[Dataset entries]
*** Begin section ***
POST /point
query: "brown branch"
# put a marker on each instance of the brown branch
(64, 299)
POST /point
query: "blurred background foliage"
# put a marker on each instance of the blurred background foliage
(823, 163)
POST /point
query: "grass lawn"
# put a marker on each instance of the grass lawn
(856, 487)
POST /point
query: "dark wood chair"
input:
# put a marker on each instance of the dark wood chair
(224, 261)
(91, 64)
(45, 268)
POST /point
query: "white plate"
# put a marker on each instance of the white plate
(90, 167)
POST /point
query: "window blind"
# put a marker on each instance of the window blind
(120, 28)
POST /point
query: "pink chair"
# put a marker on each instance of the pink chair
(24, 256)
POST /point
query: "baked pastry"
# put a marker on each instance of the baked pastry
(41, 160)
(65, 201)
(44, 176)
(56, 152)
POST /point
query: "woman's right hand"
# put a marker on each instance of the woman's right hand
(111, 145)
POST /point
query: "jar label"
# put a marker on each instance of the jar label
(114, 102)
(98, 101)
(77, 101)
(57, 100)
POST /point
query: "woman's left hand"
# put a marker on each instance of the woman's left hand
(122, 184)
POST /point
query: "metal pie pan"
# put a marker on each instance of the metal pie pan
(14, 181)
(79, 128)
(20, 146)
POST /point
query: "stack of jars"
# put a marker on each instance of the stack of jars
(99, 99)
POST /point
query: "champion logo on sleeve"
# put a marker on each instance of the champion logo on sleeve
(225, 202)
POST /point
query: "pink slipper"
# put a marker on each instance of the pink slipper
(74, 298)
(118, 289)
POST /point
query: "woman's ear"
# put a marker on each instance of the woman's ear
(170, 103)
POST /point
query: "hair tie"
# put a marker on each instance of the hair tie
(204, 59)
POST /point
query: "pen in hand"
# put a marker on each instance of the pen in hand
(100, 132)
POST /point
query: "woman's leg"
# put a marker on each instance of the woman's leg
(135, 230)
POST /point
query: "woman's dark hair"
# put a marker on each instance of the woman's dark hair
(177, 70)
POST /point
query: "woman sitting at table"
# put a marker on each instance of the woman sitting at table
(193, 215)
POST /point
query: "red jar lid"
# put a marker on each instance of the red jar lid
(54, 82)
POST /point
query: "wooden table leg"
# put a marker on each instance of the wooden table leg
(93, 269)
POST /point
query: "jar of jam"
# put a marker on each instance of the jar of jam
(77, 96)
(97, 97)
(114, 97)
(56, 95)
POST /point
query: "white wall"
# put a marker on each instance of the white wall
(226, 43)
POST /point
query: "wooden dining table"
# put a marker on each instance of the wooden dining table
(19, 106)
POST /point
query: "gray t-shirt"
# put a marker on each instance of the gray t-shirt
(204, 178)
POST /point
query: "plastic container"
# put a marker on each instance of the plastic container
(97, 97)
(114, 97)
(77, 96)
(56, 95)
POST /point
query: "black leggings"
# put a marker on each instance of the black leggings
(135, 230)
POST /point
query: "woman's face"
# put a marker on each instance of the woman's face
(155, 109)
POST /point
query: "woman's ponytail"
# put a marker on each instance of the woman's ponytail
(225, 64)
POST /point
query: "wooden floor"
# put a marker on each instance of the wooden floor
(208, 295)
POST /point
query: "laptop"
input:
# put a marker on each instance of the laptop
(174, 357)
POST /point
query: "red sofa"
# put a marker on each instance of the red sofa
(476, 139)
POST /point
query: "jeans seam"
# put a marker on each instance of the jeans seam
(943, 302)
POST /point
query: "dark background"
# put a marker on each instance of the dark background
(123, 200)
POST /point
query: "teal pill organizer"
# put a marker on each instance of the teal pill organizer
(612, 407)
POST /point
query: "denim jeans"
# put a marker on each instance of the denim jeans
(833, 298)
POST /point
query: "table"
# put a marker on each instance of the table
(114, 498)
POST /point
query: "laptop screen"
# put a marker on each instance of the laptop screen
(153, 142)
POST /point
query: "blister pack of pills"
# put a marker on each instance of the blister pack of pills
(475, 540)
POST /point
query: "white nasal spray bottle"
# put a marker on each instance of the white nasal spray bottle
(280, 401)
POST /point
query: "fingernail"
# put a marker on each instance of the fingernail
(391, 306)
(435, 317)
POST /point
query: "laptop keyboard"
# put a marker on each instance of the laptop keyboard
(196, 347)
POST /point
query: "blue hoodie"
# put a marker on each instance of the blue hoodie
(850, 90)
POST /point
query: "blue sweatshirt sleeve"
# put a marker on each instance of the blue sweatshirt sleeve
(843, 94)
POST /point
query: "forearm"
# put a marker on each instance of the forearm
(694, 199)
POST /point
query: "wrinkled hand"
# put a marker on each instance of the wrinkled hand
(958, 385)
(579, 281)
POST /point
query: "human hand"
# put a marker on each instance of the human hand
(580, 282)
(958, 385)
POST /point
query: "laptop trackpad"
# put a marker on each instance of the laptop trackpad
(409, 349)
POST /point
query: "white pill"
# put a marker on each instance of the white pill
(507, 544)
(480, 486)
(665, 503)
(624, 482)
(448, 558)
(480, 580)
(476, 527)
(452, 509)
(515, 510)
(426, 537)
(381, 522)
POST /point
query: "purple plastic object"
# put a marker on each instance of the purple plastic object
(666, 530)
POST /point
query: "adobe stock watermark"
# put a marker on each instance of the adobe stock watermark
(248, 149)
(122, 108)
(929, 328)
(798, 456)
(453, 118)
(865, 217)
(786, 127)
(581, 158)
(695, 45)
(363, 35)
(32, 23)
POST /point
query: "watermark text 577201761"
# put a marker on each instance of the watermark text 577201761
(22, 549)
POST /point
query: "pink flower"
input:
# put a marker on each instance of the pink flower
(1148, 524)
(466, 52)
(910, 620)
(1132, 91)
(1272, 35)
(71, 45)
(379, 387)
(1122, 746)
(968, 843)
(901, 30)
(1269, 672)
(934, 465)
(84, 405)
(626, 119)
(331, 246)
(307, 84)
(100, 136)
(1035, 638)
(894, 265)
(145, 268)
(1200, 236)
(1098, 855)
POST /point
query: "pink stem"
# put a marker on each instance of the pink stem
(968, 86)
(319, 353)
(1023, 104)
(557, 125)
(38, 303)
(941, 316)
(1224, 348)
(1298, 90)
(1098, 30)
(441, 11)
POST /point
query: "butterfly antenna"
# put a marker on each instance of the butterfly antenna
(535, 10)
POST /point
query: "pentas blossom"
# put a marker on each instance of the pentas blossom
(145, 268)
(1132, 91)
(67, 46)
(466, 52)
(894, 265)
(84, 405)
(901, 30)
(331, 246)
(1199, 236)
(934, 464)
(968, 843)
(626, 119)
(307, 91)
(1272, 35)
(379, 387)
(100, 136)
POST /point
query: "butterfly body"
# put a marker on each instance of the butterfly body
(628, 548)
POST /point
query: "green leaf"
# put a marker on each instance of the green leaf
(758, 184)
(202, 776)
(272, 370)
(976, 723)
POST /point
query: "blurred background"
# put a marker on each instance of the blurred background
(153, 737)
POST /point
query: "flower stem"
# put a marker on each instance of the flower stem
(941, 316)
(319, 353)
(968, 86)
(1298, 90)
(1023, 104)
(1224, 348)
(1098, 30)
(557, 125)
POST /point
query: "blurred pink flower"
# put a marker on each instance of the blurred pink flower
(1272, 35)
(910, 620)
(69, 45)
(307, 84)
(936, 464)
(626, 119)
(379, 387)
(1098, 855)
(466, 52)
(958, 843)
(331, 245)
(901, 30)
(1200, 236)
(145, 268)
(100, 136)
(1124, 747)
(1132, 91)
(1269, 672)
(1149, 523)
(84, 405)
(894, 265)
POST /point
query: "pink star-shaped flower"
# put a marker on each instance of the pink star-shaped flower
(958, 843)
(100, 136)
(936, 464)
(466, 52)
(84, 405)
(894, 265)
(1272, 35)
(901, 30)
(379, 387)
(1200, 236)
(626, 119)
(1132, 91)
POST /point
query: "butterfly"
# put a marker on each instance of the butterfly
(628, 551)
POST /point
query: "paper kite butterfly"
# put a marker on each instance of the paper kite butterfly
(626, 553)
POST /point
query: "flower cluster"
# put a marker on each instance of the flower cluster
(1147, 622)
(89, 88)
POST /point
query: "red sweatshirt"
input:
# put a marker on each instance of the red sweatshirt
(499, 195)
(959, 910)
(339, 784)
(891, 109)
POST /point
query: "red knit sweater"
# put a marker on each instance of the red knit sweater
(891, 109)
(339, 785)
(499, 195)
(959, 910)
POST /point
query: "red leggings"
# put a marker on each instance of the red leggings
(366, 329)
*** End section ***
_Required action_
Set out exactly the run of lines that begins at the line holding "# put a marker on each instance of the red sweatshirt" and ends at the last line of the data.

_Reply_
# put a marker on each instance of the red sweatshirt
(499, 195)
(959, 910)
(339, 784)
(891, 109)
POST /point
query: "red knit sweater"
# put a marker on each instance of the red knit sweater
(891, 109)
(339, 785)
(499, 195)
(959, 910)
POST /point
query: "red leggings"
# put a marker on each instance of the red leggings
(366, 329)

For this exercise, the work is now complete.